*Problem requirements:*
Substitute "dot" for "marker" in the data from the line containing "TARGET: cluster of feathers" through the line containing "[(374, 208), (803, 462), (1063, 221), (889, 123), (717, 28)]", and give back only those lines with everything else unchanged. Omit the pictures.

*Material for this task:*
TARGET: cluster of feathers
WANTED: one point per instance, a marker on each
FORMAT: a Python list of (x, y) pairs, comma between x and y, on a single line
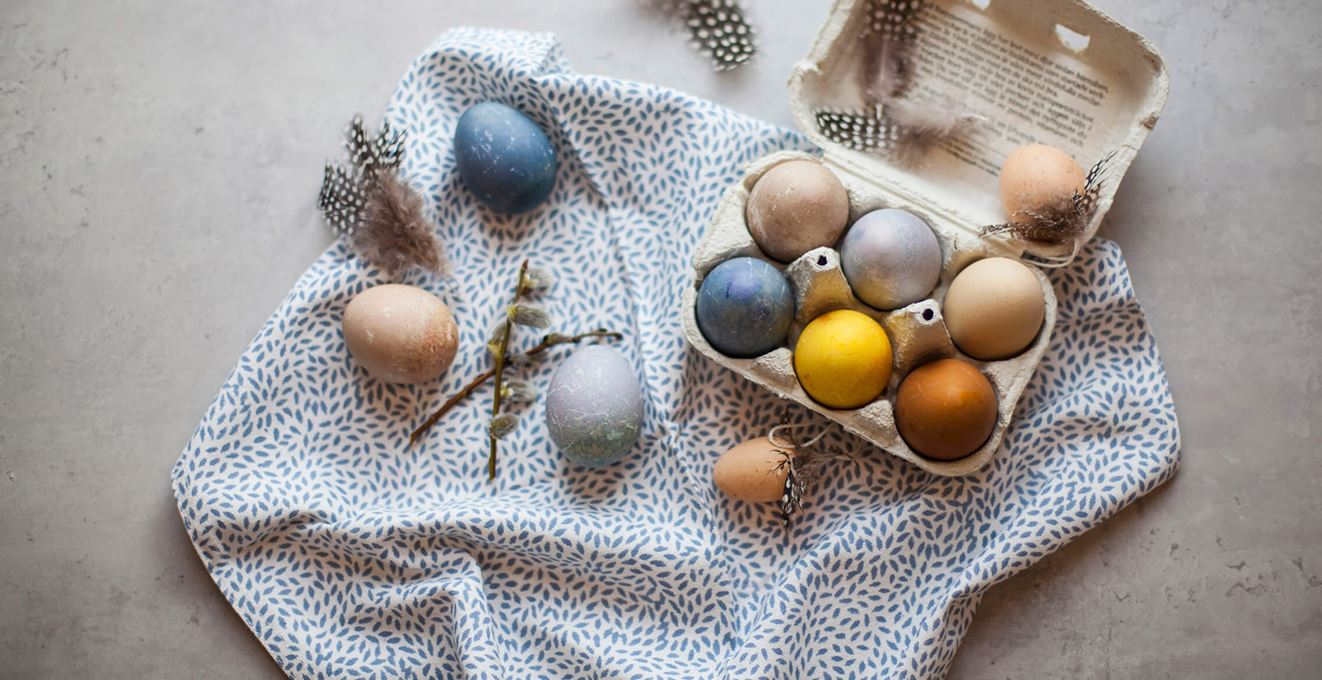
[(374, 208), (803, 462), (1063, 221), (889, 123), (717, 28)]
...
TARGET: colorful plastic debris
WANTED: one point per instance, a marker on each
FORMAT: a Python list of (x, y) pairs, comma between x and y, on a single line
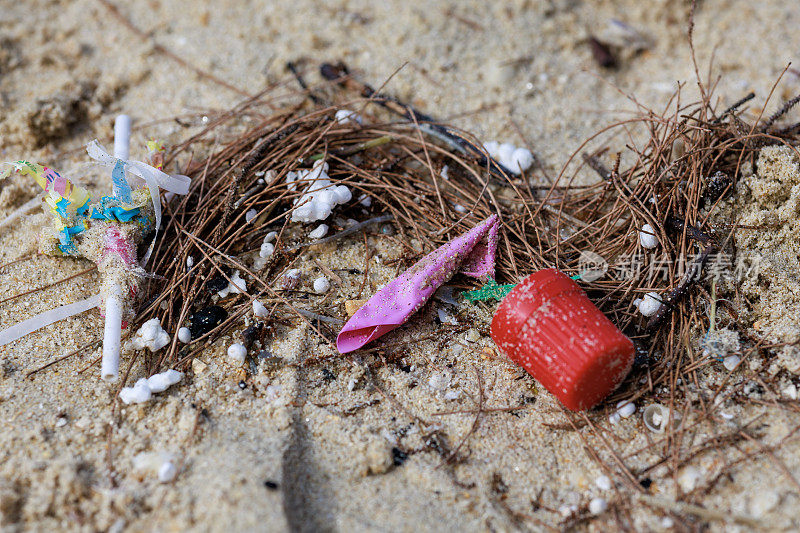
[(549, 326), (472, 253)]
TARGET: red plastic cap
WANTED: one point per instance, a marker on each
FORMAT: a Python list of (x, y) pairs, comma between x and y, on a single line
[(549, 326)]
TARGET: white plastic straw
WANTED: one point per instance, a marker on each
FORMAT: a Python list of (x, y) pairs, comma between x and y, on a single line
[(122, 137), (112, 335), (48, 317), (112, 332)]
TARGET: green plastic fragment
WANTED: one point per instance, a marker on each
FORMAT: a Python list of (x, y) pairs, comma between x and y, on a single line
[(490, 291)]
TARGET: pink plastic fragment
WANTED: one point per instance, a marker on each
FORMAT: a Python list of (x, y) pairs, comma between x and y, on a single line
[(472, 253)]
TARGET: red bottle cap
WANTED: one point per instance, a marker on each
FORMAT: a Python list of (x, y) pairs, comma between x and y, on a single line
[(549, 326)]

*Solution to the exercise:*
TARGET: cluster of feathers
WANTED: one point per instance, a dot on each
FORMAT: a Python list of (x, y) pairs, comma between x and y, on a single line
[(374, 208), (803, 462), (1063, 221), (889, 123), (717, 28)]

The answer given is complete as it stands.